SET PROBLEM —
All of the material below is to be retyped exactly.
[BEGIN]
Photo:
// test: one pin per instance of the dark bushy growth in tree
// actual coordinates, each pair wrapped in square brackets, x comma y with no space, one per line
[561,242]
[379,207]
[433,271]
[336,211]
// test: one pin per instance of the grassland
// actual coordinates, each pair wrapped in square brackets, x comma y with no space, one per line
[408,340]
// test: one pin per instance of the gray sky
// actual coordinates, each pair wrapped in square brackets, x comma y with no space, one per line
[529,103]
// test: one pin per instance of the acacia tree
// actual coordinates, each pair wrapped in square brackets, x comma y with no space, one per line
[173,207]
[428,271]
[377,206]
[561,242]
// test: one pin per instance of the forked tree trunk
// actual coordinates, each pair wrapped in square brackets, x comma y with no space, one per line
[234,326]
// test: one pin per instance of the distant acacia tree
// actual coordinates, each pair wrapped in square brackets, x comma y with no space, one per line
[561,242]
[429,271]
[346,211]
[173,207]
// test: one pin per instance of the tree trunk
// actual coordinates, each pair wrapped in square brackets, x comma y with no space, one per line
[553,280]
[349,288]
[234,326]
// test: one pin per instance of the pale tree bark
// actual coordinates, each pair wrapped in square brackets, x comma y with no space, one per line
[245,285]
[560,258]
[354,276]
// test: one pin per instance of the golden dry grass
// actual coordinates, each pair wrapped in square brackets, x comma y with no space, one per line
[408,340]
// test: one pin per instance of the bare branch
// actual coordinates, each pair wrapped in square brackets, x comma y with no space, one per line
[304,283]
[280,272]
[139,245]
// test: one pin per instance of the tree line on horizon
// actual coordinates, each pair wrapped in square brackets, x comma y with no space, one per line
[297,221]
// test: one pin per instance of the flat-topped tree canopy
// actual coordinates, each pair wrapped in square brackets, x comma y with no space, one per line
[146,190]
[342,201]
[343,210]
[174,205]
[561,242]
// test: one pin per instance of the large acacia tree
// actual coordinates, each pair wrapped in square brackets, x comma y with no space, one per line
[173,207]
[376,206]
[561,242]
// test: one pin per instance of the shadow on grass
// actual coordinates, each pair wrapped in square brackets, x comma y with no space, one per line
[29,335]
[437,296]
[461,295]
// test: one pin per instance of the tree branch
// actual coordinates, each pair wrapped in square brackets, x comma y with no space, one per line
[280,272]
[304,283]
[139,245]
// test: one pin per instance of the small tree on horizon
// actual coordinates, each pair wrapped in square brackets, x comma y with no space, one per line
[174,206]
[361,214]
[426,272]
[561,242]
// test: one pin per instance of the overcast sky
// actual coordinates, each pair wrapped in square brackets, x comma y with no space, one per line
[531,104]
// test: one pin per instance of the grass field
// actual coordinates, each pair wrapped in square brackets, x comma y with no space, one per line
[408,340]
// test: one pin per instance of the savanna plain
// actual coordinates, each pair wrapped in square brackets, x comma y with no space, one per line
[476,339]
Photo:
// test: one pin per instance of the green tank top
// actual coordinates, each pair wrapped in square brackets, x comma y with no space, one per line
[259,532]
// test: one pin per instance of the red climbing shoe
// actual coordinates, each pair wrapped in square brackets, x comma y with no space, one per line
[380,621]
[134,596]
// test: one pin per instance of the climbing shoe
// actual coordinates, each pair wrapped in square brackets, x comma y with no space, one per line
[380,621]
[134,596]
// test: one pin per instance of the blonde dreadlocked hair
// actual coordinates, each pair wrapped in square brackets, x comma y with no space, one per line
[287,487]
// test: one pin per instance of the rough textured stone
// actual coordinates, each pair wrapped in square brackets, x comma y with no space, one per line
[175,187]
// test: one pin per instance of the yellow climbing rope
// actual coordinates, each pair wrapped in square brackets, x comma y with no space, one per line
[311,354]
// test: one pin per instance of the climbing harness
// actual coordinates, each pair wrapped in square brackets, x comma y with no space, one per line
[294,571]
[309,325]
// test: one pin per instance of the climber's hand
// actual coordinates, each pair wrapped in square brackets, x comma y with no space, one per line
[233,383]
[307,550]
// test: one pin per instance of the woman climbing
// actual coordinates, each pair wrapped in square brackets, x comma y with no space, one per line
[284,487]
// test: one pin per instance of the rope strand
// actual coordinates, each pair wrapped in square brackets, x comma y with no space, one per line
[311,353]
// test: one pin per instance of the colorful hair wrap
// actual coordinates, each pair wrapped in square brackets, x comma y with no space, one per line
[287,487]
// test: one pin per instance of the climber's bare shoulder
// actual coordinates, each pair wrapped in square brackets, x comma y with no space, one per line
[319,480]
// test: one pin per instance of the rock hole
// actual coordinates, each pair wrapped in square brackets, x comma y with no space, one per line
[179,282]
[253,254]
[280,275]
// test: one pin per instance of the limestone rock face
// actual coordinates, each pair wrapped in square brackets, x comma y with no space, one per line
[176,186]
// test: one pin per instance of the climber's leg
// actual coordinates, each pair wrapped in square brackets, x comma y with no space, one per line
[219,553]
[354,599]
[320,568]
[END]
OUTPUT —
Photo:
// test: one pin per instance of the dark bushy growth in tree
// actual coordinates, each pair wrapped in square brackets, x comma y with no space, one per line
[561,242]
[379,207]
[433,271]
[336,211]
// test: one pin per instance of the grassland
// actual coordinates, each pair wrapped in square brackets, x comma y with no space, one per line
[408,340]
// test: one pin per instance of the gray sky
// actual coordinates, each pair wrapped in square brackets, x comma y with no space, one per line
[529,103]
// test: one pin per instance of the acacia tree
// actual coordinates, each pair wrapped in square brackets, x comma y with no space, one per line
[173,207]
[428,271]
[377,206]
[561,242]
// test: one pin per instance of the forked tree trunk
// actual coordinates, each pair wrapped in square brackets, x comma y with no space, one per line
[234,326]
// test: one pin per instance of the distant acacia tree
// actual coordinates, each pair wrapped in square brackets, x comma y with no space, one per line
[561,242]
[429,271]
[346,211]
[173,207]
// test: one pin per instance of the tree trunk
// actual coordinates, each pair wrapped in square brackets, x comma y with no space, one per line
[553,280]
[349,288]
[234,326]
// test: one pin per instance of the pale tree bark
// actual coordinates, each pair wrapped in square brackets, x comma y with no space, one per line
[245,285]
[560,258]
[354,276]
// test: one pin per instance of the golden dry grass
// actual coordinates, each pair wrapped in square brackets, x comma y with no space, one per line
[408,340]
// test: one pin per instance of the bare branch
// actual coordinates, each pair wrapped in square brackets, x comma y with no space, one per line
[304,283]
[280,272]
[139,245]
// test: one pin per instance of the tree line on horizon
// actual coordinates, each pair wrapped in square brackets, x comma y with no space, one per line
[297,221]
// test: one pin per instance of the flat-topped tree canopy
// actual coordinates, each pair wrapped in square brackets, x comma y with no space, one per line
[146,190]
[342,201]
[343,210]
[174,205]
[561,242]
// test: one pin per instance of the large acacia tree
// actual coordinates, each pair wrapped in square brackets, x comma y with no space, one per line
[173,207]
[376,206]
[561,242]
// test: one pin per instance of the shadow on grass
// actual coordinates, each pair wrapped in square brackets, x comma y with no space, one per line
[29,335]
[437,296]
[461,295]
// test: one pin per instance of the tree branch
// actual coordinates, each pair wrapped in square brackets, x comma y with no space, one per line
[280,272]
[304,283]
[139,245]
// test: one pin per instance of the small tree on horizon
// actual coordinates, each pair wrapped in square brackets, x comma y with no space, one per line
[174,206]
[361,214]
[426,272]
[561,242]
// test: one pin per instance of the overcast sky
// actual coordinates, each pair wrapped in square brackets, x comma y with no space, one per line
[531,104]
// test: one pin per instance of the grass field
// actual coordinates, each pair wrapped in square brackets, x comma y with no space, one per line
[408,340]
// test: one pin per instance of the savanna plain
// actual coordinates, each pair wrapped in square brackets, x comma y with no space, one per line
[476,339]
Photo:
// test: one pin per instance of the green tank top
// actual coordinates, each pair wrapped in square brackets, x comma y with no space, one per line
[259,532]
// test: one pin per instance of the red climbing shoe
// actual coordinates, each pair wrapped in square brackets, x comma y with no space, one per line
[380,621]
[134,596]
// test: one pin per instance of the climbing shoe
// actual coordinates, each pair wrapped in square brackets, x comma y with no space, one per line
[380,621]
[134,596]
// test: one pin per instance of the blonde dreadlocked hair
// actual coordinates, each pair wrapped in square brackets, x comma y with no space, one per line
[287,487]
// test: one pin per instance of the rough textured stone
// actual coordinates, each pair wrapped in square brackets, x comma y with no space, one per line
[175,187]
// test: one pin per instance of the yellow climbing rope
// actual coordinates, each pair wrapped in square brackets, x comma y with no space, one per line
[311,354]
// test: one pin per instance of the climbing harness
// actual coordinates, each pair wrapped in square brackets, x comma y with no space, one per line
[294,571]
[309,325]
// test: one pin per instance of the climber's hand
// actual coordinates, each pair wrapped in square brackets, x comma y with no space, one per line
[233,383]
[307,550]
// test: one pin per instance of the woman climbing
// actual coordinates, each pair wrapped in square brackets, x comma y with no space, one per line
[284,487]
// test: one pin per instance of the rope strand
// actual coordinates, each pair wrapped in square brackets, x comma y with no space, one per line
[311,353]
// test: one pin per instance of the colorful hair wrap
// actual coordinates, each pair wrapped in square brackets, x comma y with no space, one per line
[287,487]
// test: one pin per instance of the climber's bare shoulder
// actual coordinates, each pair wrapped in square brackets, x comma y with no space, one per line
[319,480]
// test: one pin per instance of the rock hole
// actual coordinates, each pair wrapped in square brackets, x comma y with no space, one per line
[179,282]
[253,254]
[280,275]
// test: one pin per instance of the limestone rock face
// actual coordinates, each pair wrapped in square brackets, x comma y with no space, one per line
[176,186]
// test: one pin per instance of the climber's leg
// actual coordinates, each pair wrapped in square brackets, x comma y with no space, one per line
[219,553]
[354,599]
[320,568]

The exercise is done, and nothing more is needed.